PROBLEM TO SOLVE => Up to and including the line with "positive clicks: (205, 190) (249, 184)", restate every line of the records below word for word, from the first line on, leaving out the pictures.

DATA FOR THIS TASK =>
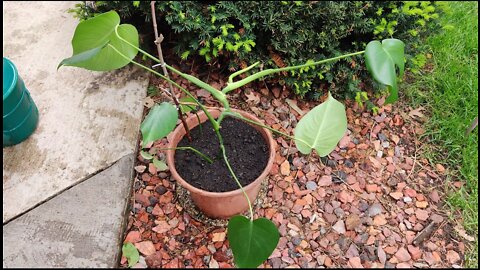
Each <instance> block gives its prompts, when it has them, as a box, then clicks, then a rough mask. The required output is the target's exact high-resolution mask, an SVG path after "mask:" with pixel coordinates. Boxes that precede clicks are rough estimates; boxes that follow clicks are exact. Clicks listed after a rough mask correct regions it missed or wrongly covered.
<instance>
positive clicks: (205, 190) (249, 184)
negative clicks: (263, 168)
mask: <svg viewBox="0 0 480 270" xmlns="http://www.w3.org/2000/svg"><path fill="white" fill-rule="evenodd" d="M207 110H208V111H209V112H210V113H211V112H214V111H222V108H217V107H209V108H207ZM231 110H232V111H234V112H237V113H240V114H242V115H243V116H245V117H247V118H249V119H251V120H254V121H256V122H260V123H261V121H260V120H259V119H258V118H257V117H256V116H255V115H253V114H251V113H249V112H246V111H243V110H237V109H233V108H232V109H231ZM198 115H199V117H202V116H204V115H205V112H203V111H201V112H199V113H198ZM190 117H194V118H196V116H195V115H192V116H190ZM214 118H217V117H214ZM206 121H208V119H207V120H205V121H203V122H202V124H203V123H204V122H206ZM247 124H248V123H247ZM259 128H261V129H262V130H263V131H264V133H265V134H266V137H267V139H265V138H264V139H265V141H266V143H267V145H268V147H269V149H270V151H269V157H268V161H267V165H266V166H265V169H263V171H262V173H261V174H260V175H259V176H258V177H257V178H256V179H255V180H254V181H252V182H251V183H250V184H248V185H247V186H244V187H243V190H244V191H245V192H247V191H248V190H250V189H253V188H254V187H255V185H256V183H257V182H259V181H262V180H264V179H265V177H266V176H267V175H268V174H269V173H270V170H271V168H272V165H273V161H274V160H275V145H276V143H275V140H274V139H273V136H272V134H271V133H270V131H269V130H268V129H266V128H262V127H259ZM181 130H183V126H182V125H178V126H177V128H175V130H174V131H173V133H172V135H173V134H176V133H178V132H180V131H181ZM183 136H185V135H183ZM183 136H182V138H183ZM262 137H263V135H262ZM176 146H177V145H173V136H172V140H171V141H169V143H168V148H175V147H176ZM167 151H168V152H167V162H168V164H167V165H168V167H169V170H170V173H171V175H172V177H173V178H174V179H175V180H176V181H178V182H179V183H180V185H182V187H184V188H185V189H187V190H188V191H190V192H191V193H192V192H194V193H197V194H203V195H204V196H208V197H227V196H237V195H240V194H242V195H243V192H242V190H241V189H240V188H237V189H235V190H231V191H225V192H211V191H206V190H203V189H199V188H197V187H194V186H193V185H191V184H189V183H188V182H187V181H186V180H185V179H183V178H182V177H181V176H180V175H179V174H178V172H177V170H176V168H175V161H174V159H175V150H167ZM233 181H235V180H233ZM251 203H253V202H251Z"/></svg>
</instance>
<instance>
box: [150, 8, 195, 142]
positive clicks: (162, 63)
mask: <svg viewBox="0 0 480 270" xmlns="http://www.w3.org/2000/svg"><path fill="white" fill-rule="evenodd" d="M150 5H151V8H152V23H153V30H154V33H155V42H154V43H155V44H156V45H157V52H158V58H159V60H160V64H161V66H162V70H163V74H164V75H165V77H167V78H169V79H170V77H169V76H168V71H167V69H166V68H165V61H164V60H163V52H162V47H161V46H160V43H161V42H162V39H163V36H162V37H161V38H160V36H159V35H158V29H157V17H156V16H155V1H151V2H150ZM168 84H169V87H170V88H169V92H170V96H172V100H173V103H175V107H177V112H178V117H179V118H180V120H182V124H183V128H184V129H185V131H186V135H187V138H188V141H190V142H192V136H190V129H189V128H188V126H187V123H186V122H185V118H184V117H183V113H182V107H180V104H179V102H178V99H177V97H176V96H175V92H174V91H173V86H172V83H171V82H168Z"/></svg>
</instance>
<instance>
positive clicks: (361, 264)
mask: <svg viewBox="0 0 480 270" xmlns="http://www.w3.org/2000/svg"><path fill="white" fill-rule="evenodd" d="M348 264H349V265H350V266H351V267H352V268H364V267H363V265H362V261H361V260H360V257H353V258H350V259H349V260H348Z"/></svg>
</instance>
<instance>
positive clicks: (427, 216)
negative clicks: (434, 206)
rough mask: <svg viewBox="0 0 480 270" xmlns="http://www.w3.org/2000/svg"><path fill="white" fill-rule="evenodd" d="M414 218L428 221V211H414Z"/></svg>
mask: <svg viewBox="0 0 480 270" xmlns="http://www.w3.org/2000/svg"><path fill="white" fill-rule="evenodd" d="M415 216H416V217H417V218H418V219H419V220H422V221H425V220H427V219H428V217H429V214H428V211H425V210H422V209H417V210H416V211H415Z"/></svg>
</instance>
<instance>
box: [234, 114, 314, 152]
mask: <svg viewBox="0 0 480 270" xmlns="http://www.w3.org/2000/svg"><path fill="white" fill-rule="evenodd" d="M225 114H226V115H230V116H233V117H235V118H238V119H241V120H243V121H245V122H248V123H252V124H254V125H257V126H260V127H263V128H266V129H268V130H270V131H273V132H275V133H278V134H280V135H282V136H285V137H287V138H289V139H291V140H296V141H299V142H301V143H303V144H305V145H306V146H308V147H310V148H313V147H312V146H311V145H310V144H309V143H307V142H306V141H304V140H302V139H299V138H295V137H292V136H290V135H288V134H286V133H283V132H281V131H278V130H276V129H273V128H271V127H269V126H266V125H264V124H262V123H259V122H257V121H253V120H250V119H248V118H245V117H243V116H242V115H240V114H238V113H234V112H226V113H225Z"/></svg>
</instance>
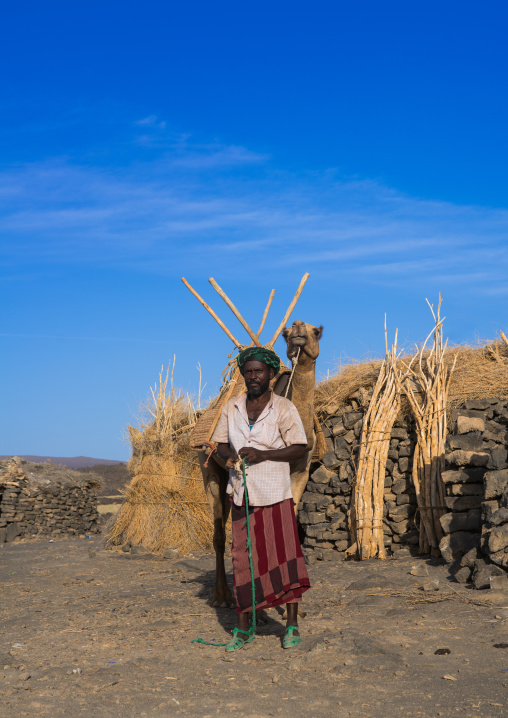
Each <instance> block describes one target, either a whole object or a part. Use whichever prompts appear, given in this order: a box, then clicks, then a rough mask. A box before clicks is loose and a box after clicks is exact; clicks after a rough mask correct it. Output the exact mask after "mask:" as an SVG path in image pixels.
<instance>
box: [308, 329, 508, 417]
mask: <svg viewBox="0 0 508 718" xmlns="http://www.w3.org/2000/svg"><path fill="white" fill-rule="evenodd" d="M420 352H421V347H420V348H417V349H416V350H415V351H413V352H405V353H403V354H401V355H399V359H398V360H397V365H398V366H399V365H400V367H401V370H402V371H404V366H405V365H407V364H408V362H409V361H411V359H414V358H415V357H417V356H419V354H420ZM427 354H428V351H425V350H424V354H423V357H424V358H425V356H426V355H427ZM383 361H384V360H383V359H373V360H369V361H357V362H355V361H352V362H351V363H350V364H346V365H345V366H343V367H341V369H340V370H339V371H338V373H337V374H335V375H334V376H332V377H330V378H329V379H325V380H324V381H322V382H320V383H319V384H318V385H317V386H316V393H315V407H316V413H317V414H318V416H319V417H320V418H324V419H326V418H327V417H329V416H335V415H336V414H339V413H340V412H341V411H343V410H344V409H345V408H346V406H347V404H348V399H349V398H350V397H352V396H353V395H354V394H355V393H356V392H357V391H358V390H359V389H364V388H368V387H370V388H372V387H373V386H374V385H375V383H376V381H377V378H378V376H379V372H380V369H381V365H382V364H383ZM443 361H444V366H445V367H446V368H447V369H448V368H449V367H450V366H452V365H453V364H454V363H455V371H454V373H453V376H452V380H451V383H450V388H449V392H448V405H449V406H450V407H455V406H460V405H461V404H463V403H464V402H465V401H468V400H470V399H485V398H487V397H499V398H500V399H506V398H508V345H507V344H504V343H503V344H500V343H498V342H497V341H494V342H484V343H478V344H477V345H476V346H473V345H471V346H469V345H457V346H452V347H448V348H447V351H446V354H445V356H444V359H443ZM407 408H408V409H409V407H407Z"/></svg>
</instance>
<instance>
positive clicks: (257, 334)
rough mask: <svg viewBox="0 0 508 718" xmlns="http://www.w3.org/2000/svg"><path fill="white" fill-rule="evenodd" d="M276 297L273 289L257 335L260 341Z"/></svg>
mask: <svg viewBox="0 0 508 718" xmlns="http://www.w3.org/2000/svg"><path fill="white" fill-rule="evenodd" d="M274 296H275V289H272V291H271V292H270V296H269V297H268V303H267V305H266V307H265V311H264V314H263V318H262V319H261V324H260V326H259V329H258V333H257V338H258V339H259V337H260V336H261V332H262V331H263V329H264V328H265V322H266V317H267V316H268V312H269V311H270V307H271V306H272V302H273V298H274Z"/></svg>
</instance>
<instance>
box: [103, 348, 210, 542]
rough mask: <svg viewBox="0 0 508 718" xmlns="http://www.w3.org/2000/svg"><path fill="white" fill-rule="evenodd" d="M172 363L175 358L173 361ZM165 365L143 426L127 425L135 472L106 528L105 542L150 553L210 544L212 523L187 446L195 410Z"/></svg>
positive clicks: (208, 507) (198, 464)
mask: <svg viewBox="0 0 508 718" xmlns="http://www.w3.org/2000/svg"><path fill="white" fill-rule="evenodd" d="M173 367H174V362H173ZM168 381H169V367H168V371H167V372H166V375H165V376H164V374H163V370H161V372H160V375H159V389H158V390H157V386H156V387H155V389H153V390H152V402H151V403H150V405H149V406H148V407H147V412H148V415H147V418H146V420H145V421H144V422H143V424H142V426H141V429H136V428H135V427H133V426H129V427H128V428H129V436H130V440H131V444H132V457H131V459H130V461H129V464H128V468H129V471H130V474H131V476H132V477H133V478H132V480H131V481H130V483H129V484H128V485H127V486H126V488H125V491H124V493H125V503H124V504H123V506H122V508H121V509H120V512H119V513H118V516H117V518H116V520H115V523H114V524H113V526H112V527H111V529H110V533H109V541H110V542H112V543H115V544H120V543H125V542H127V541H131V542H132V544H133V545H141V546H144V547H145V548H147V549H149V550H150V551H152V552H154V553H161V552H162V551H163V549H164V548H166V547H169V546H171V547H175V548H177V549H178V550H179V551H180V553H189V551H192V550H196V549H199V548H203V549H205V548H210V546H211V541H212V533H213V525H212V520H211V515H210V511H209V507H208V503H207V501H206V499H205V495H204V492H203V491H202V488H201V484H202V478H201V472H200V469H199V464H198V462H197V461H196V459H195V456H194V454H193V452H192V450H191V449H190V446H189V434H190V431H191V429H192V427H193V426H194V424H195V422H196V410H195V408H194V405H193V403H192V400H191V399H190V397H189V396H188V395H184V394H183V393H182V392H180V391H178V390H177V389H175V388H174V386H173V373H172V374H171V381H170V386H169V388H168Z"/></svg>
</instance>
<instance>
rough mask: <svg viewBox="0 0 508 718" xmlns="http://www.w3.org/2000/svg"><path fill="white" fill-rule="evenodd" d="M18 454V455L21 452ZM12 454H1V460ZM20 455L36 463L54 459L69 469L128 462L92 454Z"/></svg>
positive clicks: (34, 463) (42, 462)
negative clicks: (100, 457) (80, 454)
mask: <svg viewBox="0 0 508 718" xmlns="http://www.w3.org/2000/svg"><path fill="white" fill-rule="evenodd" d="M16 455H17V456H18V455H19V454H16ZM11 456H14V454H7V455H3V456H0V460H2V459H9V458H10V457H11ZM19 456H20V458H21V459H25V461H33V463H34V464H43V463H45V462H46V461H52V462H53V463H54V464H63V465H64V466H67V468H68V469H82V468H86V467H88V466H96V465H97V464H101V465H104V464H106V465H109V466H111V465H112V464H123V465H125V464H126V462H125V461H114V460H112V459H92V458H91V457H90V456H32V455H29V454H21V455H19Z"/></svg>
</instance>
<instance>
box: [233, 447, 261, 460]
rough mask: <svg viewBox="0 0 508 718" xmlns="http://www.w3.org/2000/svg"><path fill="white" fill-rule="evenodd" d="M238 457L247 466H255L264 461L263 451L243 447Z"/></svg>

THE ANSWER =>
Each <instance> block gives its prompts, when it has them, as a box, then clicks, then a rough mask. The required output is the target's exact high-resolution mask, an SVG path after "mask:" with pixel coordinates. Boxes that precede clicks are rough estimates; boxes that follow clicks are exact. Clicks listed after a rough mask correct regions it missed or wrongly covered.
<instance>
positive clicks: (205, 190) (249, 184)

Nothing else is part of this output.